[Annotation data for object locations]
──────────

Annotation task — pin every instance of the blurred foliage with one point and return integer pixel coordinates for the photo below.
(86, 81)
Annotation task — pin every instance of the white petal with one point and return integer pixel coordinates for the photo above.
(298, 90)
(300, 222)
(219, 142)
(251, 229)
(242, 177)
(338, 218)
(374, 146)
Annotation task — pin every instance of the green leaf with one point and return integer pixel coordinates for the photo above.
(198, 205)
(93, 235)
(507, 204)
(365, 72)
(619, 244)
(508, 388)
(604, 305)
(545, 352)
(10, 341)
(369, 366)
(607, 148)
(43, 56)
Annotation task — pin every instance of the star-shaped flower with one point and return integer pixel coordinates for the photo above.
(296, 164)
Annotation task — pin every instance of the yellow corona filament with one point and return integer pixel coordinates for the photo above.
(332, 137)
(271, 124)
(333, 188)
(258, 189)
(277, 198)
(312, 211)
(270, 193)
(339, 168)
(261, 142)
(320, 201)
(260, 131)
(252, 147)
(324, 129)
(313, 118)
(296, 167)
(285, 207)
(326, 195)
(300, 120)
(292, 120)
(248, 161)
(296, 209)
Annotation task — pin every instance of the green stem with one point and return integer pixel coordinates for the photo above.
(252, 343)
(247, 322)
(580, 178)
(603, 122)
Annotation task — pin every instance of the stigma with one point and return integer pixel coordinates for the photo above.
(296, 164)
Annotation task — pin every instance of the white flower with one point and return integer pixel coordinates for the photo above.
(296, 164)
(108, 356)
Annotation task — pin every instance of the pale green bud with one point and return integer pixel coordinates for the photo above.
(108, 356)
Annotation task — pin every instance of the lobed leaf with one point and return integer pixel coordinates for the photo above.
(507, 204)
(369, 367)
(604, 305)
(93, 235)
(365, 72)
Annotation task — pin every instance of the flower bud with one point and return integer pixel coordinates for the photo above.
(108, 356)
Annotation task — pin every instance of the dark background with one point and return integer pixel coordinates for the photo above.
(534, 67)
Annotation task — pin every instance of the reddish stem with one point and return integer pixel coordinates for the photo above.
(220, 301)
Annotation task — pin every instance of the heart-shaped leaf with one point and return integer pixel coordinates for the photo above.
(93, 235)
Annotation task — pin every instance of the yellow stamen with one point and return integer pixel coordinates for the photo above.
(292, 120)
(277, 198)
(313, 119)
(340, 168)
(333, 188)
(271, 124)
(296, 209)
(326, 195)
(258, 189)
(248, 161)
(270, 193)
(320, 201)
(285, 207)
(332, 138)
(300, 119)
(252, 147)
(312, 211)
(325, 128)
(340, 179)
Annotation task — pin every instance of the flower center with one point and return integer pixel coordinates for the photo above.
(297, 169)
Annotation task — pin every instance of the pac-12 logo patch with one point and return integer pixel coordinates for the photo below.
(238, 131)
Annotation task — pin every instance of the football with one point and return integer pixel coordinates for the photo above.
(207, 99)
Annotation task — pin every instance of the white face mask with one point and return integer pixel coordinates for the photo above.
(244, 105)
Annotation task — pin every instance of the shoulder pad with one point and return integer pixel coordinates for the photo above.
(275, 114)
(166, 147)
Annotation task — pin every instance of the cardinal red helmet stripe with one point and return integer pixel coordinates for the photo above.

──────────

◆ WHAT THIS TASK INVOLVES:
Copy every line above word for word, keeping the original order.

◆ SOLUTION:
Annotation task — pin every instance of the blurred foliage with one point and return integer pixel coordinates for the photo below.
(86, 81)
Annotation task — pin every instance of the white petal with one point and return integer pixel coordinates for the photo above.
(298, 90)
(300, 222)
(219, 142)
(251, 229)
(242, 177)
(338, 218)
(374, 146)
Annotation task — pin every instance of the green leaf with one point and return integer pixel coordinates for the photo above.
(198, 205)
(93, 235)
(507, 204)
(365, 72)
(619, 244)
(508, 388)
(604, 305)
(545, 352)
(10, 341)
(369, 366)
(607, 148)
(43, 56)
Annotation task — pin every instance of the star-shaped flower with one point and return integer pixel coordinates for the photo above.
(296, 164)
Annotation task — pin every instance of the yellow corona filament with one point and return integer pixel coordinates for the photo above.
(332, 137)
(271, 124)
(333, 188)
(258, 189)
(277, 198)
(312, 211)
(270, 193)
(339, 168)
(261, 142)
(320, 201)
(260, 131)
(252, 147)
(324, 129)
(313, 118)
(296, 167)
(285, 207)
(326, 195)
(300, 120)
(292, 120)
(248, 161)
(296, 209)
Annotation task — pin every instance of the green stem with one point and return integer pixel coordinates for the photo above.
(252, 343)
(247, 322)
(580, 178)
(603, 122)
Annotation task — pin every instance of the stigma with one point and return integer pixel coordinates for the photo above.
(296, 164)
Annotation task — pin every instance of the white flower with one point and return integer pixel coordinates for the photo above.
(296, 164)
(108, 356)
Annotation task — pin every instance of the pale green bud with one point and return integer pixel coordinates for the photo above.
(108, 356)
Annotation task — pin every instance of the lobed leaf with one point and return integer pixel coordinates for the photo above.
(507, 204)
(369, 367)
(604, 305)
(93, 235)
(365, 72)
Annotation task — pin every instance of the flower bud with one point and return integer pixel coordinates for the photo above.
(108, 356)
Annotation task — pin every instance of the dark background with one point and return integer pixel coordinates for the photo above.
(534, 67)
Annotation task — pin every instance of the reddish stem with one point and return integer pixel coordinates for the photo above.
(220, 301)
Annotation task — pin every instance of the heart-shaped leaf with one point and return integer pixel coordinates for the photo above.
(93, 235)
Annotation task — pin every instance of the yellow stamen with one point and return integer pixel coordinates for the photo above.
(292, 120)
(277, 198)
(313, 119)
(340, 168)
(333, 188)
(271, 124)
(296, 209)
(326, 195)
(258, 189)
(248, 161)
(270, 193)
(320, 201)
(285, 207)
(332, 138)
(300, 119)
(252, 147)
(312, 211)
(325, 128)
(340, 179)
Annotation task — pin every instance of the flower center with one point and return integer pixel coordinates for the photo above.
(297, 169)
Annotation task — pin every instance of the pac-12 logo patch with one point and return integer pixel coordinates for the photo below.
(238, 131)
Annotation task — pin every instance of the football with one point and return integer pixel coordinates for the photo above.
(207, 99)
Annotation task — pin every instance of the white face mask with one point and return integer pixel coordinates for the photo above.
(244, 105)
Annotation task — pin every instance of the shoulder pad with one point and return integer pixel coordinates for the photo above.
(275, 114)
(166, 147)
Annotation task — pin every instance of the cardinal red helmet stripe with one point and return integer pixel coordinates for the photo above.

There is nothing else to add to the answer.